» Pointing dataset excerpts
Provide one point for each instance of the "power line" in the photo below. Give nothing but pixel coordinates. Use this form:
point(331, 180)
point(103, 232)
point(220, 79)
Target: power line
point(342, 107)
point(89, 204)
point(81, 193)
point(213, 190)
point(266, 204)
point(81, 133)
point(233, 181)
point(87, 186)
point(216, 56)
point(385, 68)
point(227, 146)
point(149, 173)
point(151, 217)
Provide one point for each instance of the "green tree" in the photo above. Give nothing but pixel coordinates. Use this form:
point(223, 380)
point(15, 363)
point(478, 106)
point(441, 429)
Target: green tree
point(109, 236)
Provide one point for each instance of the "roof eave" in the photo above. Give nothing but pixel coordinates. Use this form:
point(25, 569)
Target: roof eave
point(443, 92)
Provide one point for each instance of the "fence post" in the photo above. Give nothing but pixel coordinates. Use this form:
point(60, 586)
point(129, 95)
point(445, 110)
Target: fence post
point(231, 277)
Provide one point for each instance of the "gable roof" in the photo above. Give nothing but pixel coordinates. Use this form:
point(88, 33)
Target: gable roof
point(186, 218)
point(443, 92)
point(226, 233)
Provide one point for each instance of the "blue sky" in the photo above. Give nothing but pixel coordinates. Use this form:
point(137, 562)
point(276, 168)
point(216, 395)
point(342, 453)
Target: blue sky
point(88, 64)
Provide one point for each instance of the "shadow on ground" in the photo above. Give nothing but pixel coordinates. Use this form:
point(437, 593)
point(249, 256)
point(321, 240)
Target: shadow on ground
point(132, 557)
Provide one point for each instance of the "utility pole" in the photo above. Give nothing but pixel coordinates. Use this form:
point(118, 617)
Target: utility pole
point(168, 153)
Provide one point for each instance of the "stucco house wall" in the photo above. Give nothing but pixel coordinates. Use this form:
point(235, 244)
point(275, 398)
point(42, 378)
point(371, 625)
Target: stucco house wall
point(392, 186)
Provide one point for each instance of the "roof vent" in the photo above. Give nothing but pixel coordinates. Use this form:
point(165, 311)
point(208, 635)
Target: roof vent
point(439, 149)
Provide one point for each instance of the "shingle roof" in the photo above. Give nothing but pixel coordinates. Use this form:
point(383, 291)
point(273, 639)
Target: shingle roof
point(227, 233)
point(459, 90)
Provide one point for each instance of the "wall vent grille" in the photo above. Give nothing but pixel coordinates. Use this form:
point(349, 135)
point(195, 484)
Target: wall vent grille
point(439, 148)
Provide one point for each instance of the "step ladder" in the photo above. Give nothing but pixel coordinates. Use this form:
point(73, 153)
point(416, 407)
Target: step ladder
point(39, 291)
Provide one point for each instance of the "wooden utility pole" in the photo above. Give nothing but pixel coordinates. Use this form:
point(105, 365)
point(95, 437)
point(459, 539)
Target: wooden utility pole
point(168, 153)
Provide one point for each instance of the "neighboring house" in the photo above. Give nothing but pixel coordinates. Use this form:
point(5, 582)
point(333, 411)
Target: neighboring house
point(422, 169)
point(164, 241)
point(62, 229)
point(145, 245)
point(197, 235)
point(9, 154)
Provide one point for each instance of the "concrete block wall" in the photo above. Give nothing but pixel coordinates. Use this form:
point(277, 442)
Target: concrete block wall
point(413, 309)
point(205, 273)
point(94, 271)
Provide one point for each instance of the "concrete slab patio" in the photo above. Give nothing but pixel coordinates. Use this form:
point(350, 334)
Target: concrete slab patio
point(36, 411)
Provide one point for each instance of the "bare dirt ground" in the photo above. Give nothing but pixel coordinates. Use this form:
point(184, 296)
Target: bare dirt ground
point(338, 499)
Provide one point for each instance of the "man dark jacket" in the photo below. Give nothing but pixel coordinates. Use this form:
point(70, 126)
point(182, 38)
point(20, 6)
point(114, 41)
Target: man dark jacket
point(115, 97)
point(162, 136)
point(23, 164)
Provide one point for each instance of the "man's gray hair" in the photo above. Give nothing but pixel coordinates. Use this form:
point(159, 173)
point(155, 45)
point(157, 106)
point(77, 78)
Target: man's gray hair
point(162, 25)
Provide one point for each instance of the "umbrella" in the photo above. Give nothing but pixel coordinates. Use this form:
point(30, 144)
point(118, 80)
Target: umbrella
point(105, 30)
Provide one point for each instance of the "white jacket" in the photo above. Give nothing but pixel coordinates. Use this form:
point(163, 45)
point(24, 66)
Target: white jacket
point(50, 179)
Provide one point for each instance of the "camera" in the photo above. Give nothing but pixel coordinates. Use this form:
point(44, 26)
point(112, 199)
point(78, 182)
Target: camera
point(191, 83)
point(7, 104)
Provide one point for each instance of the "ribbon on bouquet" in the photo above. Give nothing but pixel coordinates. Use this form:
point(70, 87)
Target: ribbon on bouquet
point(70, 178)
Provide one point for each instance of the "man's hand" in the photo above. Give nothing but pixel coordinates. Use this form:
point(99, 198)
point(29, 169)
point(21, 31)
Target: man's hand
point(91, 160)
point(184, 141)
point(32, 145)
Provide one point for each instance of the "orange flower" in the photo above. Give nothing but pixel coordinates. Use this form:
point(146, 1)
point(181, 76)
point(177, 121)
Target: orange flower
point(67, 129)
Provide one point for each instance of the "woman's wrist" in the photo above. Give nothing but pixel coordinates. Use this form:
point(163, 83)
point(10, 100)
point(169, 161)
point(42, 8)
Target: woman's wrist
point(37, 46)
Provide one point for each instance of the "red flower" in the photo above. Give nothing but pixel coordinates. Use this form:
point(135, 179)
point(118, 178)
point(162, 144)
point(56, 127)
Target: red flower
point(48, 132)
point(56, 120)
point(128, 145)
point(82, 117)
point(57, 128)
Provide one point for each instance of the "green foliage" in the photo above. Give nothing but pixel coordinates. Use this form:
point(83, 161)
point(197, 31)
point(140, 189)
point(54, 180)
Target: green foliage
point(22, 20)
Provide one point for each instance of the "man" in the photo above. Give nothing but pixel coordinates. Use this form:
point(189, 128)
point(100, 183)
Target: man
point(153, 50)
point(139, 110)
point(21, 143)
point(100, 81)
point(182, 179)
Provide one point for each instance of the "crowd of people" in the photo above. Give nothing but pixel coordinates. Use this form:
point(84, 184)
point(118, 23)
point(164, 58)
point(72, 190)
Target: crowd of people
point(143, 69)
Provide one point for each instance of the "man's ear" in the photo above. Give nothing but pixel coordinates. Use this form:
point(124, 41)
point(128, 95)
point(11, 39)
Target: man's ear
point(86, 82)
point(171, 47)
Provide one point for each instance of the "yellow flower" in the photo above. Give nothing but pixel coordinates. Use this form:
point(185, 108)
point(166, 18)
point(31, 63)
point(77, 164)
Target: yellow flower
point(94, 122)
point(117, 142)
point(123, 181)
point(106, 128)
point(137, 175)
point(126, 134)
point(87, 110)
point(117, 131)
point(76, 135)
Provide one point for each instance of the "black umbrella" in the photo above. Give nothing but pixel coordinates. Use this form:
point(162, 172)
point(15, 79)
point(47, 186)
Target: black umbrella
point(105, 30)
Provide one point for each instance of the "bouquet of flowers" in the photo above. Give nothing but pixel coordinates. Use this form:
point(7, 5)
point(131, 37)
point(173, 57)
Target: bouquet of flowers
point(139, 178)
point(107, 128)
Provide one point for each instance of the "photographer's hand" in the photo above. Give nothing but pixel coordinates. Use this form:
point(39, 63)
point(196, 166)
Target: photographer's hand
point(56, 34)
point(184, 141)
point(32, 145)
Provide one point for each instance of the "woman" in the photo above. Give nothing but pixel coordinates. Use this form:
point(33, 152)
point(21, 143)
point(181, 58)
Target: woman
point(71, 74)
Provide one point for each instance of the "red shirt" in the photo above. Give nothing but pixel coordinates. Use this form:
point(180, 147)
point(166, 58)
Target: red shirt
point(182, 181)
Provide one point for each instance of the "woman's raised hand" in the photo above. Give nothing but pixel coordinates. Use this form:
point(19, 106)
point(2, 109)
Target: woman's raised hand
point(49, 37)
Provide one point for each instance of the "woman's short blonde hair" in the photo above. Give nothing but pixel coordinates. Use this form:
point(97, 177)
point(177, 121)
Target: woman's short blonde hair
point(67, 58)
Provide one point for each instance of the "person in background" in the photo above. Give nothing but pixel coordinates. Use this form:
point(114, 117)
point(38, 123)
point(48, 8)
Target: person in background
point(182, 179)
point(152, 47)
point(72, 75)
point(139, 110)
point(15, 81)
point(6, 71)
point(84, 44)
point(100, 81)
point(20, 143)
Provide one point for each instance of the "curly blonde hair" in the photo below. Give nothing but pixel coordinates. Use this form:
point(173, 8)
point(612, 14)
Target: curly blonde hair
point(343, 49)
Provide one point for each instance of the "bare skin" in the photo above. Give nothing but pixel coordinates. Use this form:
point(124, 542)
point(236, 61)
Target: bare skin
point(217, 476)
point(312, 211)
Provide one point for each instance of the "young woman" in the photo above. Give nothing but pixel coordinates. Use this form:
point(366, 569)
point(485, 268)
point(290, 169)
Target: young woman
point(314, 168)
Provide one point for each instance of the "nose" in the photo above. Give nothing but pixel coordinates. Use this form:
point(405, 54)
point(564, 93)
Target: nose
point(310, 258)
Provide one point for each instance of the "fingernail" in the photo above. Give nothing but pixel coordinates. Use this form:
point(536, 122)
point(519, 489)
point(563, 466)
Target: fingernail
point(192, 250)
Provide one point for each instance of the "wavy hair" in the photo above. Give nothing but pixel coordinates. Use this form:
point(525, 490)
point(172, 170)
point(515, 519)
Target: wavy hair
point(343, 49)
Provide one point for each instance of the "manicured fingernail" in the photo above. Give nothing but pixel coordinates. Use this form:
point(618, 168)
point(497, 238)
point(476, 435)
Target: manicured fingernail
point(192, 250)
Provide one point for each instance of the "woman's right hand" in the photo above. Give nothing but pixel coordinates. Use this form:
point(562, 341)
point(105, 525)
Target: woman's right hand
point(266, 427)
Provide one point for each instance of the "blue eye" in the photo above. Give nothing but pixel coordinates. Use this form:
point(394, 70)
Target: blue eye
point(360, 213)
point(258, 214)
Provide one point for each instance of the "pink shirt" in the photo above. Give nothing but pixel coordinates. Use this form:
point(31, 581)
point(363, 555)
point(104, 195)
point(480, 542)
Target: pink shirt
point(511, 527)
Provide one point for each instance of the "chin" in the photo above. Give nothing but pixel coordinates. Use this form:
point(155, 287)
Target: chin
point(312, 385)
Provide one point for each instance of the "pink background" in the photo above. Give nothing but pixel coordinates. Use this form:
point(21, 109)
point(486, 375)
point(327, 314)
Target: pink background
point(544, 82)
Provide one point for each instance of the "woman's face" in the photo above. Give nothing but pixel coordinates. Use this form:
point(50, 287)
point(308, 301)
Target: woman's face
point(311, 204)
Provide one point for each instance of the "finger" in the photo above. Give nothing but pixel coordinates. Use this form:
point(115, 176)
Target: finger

» Exercise aim
Rewrite the records from their beginning up to and including the line with "point(87, 186)", replacing "power line" with "electric cable" and keeping everything else the same.

» Right answer
Provide one point for each instance of the "electric cable" in the photo below. Give nothing but pixel coordinates. Use this form:
point(331, 180)
point(103, 232)
point(220, 79)
Target: electric cable
point(342, 107)
point(89, 204)
point(81, 193)
point(213, 190)
point(266, 204)
point(81, 133)
point(233, 181)
point(87, 186)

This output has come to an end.